| Extract |
------------

And unless I'm missing something, there's no data to say that (1) is actually happening -- is there? Isn't Sony principally stealing share from other companies than Canon?

- A


----------



## Sporgon (Apr 2, 2018)

efmshark said:


> What would be the point of a mirrorless with EF mount as a photo camera? It would have to be nearly the same size as a 5D or 6D, and it would be missing many of the features of a DSLR. If the primary focus of such a camera is video, the answer may be different, but Canon already has a dedicated professional product line for that.



+ 1

Also if Canon were to develop a FF mirrorless with the EF flange distance, so quite a ‘fat’ body for mirrorless, why not have the current cameras with an interchangeable head. Exchange the pentaprism module for an EVF, the mirror automatically locks up out of the way and the camera behaves just like an overgrown M5. So you can have your cake and eat it; the video people get a proper working viewfinder and the ‘I-want-mirrorless’ crowd get their EVF, , peaking, WYSIWYG, faster frame rates, focus off the chip etc. Once you’ve realised that all that stuff isn’t quite what it’s cracked up to be you can unplug the EVF and replace it with your prism head. Mirror drops down et voila, you’ve a proper camera again. 

I don’t believe that heavy weight or lack of it has anything to do with it; I think it’s all about the tangibility.


----------



## neuroanatomist (Apr 2, 2018)

transpo1 said:


> Two quotes that make it plain as day- why mirrorless from Canon/Nikon, and why now:
> 
> _Sony also pushes the backs of both companies by pushing out mirrorless and *enhancing its presence* in the professional market.
> 
> ...



Personally, I don't find facts astounding...but that's me.

Since Sony didn't have a 1-series competitive model until the a9, that model obviously enhanced their presence in that market. 0 + 1 = 1, even Captain Obvoius can do simple arithmetic.

'Are seen' is _perception_. The perception in certain media outlets is that Sony's FF MILC are on the rise. The market data do not support that perception, but some news/entertainment outlets don't let reality get in the way of publication. Also note that the second bit of your quote is canonnews' _interpretation_ of the Nikkei article, not a quote from the Nikkei news article. Perception again.


----------



## ahsanford (Apr 2, 2018)

Sporgon said:


> Also if Canon were to develop a FF mirrorless with the EF flange distance, so quite a ‘fat’ body for mirrorless, why not have the current cameras with an interchangeable head. Exchange the pentaprism module for an EVF, the mirror automatically locks up out of the way and the camera behaves just like an overgrown M5. So you can have your cake and eat it; the video people get a proper working viewfinder and the ‘I-want-mirrorless’ crowd get their EVF, , peaking, WYSIWYG, faster frame rates, focus off the chip etc. Once you’ve realised that all that stuff isn’t quite what it’s cracked up to be you can unplug the EVF and replace it with your prism head. Mirror drops down et voila, you’ve a proper camera again.

------------

| Extracted data |
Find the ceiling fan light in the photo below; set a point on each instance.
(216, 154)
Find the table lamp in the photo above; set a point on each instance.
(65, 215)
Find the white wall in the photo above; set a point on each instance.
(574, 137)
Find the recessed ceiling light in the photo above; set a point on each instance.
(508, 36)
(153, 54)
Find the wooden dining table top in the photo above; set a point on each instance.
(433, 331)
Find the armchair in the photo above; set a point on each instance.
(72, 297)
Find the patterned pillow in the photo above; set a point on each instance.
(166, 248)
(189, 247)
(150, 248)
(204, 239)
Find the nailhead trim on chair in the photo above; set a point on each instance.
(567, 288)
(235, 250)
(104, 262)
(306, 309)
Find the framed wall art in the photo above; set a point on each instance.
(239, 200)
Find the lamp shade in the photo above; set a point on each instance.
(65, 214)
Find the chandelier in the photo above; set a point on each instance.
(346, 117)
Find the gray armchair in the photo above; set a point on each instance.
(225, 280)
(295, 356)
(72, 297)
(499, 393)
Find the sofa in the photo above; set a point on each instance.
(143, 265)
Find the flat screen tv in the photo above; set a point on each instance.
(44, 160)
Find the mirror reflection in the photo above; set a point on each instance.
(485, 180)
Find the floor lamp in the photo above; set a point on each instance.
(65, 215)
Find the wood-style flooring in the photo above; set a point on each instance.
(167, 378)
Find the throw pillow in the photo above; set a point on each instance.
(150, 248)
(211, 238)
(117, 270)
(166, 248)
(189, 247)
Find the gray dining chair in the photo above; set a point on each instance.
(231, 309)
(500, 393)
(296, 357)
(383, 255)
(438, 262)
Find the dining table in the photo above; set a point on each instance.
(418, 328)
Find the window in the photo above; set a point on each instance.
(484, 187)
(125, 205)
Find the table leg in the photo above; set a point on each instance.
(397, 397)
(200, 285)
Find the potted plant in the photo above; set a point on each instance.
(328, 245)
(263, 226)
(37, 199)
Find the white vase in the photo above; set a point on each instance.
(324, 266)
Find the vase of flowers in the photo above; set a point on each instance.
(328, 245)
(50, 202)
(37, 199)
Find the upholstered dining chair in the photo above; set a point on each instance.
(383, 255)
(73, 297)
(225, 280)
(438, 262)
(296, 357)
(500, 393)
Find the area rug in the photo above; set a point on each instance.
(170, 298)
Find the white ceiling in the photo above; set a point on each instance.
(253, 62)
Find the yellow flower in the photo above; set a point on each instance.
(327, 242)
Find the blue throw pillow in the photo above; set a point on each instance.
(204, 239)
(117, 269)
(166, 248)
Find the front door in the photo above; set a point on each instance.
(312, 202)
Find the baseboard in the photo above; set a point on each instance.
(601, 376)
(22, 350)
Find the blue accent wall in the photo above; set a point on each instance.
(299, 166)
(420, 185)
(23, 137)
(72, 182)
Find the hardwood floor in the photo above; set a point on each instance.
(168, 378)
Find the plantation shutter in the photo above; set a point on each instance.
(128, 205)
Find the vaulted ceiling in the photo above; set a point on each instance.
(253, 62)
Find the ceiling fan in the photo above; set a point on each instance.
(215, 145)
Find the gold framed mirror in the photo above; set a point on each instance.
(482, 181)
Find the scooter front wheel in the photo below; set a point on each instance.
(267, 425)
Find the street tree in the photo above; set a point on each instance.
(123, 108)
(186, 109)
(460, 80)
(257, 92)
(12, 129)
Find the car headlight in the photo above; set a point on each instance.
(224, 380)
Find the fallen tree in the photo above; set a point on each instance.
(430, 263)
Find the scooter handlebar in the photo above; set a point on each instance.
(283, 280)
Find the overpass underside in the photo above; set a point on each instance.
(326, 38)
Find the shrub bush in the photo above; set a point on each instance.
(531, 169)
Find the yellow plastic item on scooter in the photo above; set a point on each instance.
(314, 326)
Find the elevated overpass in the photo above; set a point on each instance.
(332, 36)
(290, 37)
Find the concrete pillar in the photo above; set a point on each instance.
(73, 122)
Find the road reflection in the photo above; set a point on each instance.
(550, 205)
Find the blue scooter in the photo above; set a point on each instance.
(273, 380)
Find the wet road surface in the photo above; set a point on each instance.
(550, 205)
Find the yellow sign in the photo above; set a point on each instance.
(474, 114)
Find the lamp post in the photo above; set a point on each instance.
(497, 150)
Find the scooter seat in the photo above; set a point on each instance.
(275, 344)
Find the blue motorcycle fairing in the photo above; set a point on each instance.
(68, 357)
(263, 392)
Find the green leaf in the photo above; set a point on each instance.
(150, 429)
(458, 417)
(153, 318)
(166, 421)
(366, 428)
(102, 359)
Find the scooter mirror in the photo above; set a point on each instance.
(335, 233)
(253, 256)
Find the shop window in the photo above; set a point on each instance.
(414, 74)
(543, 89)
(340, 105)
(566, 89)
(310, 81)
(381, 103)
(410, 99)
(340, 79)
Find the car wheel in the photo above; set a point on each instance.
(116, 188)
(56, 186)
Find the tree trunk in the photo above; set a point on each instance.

------------

| Your instructions |
Copy the camera forum thread word for word, starting with "Personally, I don't" and going on through "article. Perception again.".

| Final result |
Personally, I don't find facts astounding...but that's me.

Since Sony didn't have a 1-series competitive model until the a9, that model obviously enhanced their presence in that market. 0 + 1 = 1, even Captain Obvoius can do simple arithmetic.

'Are seen' is _perception_. The perception in certain media outlets is that Sony's FF MILC are on the rise. The market data do not support that perception, but some news/entertainment outlets don't let reality get in the way of publication. Also note that the second bit of your quote is canonnews' _interpretation_ of the Nikkei article, not a quote from the Nikkei news article. Perception again.